## TRAVAIL À FAIRE
Recopiez mot pour mot le passage de l'extrait sur l'origine du mot chtimi situé entre « Nous sommes de » et « mie, ch tismis. », ces deux bornes comprises.

## EXTRAIT
"""

Chti -> Picard ? Chti = Picard ? Chti <- Picard ?

L'emploi de l'appellatif CHTIMI pour désigner les gens du Nord-Pas-de-Calais est de plus en plus répandu sous la forme apocopée CHTI. D'où viens ce mot ? De quand date-t-il ? La théorie de Gaston Esnault (Le poilu tel qu'il se parle, 1919) était que les créations verbales furent peu nombreuses pendant la guerre de 1914-1918. Il cite « le ch'timi, français du Nord et du Pas-de-Calais, picard, wallon » et indique que « le mot aurait été usuel avant 1914 ». Sans apporter aucune preuve, il généralise une théorie fondée sur certains sobriquets militaires désignant des régions d'origine : mahaut (bas-breton), bonhomme (normand), hildepute (béarnais, landais). Mais on a prouvé que pigouil (girondin) et grelu (haut-alpin) datent de 1915 et que boueux (marnais) n'est pas antérieur à 1917.

Nous sommes de l'avis d'Albert Dauzat (L'argot de la guerre, 1919) qui a montré que les mots nouveaux formaient un contingent important dans les longues listes qu'il avait reçues. Chtimi est de ceux-là. Aucun écrivain, dialectologue ou « patoisant » n'a utilisé ni même signalé ce mot avant 1914. Nous avons relevé de nombreuses attestations, mais seulement à partir de 1915 et sous des formes variables : timi, s'timi chetimi, ch'ti mie, ch tismis.

C'est le grand succès des Croix de bois de Roland Dorgelès (Prix Fémina 1919), qui fit connaître le mot, considéré comme nouveau, dans le grand public, grâce au personnage de Broucke, « le gars de ch'Nord, ch'timi aux yeux d'enfant ».

"""

(Éléments d'étiquetage des contours)

"""

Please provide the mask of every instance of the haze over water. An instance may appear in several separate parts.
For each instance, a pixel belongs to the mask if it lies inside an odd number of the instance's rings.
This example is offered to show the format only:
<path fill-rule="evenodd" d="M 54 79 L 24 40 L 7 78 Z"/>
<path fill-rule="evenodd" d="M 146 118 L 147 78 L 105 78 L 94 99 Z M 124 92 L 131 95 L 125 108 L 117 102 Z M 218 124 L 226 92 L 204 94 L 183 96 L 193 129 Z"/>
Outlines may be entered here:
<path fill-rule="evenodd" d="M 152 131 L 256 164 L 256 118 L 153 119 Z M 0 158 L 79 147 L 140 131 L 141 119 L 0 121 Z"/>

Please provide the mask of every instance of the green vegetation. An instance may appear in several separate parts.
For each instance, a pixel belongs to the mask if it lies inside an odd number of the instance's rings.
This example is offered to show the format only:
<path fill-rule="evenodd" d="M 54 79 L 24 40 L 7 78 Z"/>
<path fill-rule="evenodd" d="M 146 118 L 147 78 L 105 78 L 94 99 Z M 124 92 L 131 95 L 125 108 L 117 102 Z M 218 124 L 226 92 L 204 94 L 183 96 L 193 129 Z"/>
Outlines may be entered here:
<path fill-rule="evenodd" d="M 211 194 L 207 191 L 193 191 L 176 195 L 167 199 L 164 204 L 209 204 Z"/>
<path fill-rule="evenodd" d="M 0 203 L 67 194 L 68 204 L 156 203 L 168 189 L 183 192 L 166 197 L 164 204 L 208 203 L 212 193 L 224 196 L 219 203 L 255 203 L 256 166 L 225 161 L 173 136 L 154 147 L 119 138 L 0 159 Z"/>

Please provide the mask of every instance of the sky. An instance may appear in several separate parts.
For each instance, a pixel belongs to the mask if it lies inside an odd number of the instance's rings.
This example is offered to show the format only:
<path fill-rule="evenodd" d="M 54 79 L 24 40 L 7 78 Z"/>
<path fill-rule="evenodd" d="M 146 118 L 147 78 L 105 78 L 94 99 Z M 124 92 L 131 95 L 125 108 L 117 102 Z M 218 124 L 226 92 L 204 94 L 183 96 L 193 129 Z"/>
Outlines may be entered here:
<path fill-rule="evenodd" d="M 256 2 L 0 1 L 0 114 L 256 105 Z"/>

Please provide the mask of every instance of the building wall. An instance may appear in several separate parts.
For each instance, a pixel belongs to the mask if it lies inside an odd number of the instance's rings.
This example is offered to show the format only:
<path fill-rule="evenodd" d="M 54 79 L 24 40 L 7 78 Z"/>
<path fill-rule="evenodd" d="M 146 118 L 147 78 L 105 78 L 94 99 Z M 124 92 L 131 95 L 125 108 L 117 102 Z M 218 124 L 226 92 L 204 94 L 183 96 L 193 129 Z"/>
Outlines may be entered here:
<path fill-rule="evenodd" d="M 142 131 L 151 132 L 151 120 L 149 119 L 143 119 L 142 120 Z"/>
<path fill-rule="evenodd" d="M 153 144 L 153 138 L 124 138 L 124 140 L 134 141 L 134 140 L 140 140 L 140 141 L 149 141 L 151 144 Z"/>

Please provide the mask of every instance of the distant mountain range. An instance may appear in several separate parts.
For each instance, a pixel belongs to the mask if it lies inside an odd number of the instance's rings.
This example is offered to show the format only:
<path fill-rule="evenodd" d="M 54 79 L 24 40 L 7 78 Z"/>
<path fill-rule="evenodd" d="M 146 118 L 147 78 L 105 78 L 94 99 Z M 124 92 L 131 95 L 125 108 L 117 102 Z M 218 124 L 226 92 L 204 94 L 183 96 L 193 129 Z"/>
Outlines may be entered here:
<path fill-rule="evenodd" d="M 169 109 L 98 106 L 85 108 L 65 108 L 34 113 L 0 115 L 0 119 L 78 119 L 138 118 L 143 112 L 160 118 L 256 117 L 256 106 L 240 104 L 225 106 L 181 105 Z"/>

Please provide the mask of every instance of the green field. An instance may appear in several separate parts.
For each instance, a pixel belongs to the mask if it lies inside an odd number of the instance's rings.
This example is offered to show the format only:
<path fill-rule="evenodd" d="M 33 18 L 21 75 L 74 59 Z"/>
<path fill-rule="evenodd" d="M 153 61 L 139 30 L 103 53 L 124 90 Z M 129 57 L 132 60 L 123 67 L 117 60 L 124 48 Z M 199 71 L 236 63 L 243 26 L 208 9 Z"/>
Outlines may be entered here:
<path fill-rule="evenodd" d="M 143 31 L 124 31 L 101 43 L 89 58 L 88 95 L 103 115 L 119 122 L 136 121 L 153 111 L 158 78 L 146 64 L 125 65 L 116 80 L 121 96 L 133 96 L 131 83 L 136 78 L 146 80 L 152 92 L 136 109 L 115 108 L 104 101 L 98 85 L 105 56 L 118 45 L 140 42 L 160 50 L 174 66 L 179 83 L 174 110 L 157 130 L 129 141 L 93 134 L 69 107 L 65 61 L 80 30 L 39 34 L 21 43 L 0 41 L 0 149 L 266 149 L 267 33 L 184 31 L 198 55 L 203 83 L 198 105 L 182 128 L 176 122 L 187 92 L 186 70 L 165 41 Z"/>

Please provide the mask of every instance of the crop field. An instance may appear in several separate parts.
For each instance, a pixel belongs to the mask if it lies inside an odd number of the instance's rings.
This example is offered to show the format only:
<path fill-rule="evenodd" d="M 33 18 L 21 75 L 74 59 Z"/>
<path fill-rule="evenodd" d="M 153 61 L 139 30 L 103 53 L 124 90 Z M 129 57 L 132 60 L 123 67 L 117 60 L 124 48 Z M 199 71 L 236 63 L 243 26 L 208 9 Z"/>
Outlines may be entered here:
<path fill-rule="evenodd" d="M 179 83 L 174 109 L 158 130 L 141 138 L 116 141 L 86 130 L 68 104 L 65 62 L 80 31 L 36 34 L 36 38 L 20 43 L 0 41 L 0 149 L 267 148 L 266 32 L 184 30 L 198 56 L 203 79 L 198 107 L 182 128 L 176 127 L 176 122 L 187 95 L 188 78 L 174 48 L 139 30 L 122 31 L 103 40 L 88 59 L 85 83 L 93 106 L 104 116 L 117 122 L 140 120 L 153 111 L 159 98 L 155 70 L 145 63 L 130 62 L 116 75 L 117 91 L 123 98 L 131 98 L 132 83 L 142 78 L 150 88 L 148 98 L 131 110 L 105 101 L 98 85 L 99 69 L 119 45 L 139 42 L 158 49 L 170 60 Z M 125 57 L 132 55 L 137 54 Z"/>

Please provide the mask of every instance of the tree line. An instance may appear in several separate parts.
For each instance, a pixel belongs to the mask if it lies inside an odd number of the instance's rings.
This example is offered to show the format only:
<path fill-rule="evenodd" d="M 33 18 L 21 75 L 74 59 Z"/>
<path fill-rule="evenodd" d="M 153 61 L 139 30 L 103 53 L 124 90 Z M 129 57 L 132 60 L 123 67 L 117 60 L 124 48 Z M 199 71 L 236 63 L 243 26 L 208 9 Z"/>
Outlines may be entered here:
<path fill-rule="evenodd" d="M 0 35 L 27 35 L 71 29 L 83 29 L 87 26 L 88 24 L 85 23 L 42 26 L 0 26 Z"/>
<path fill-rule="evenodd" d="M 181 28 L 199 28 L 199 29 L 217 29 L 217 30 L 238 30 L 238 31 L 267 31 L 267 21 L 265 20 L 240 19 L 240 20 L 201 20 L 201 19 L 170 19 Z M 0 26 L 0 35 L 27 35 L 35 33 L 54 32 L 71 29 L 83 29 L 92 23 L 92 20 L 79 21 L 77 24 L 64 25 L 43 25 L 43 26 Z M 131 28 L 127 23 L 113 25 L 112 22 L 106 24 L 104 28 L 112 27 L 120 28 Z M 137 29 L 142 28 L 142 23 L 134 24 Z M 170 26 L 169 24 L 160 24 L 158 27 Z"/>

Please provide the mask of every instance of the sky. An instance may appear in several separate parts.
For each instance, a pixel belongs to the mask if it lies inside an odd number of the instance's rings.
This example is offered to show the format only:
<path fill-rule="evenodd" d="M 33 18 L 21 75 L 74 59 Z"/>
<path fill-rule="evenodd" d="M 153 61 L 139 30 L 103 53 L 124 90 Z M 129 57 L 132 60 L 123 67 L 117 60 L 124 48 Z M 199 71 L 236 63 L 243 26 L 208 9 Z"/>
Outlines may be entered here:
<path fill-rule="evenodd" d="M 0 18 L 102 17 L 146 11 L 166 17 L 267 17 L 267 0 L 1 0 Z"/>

"""

## EXERCICE RÉALISÉ
Nous sommes de l'avis d'Albert Dauzat (L'argot de la guerre, 1919) qui a montré que les mots nouveaux formaient un contingent important dans les longues listes qu'il avait reçues. Chtimi est de ceux-là. Aucun écrivain, dialectologue ou « patoisant » n'a utilisé ni même signalé ce mot avant 1914. Nous avons relevé de nombreuses attestations, mais seulement à partir de 1915 et sous des formes variables : timi, s'timi chetimi, ch'ti mie, ch tismis.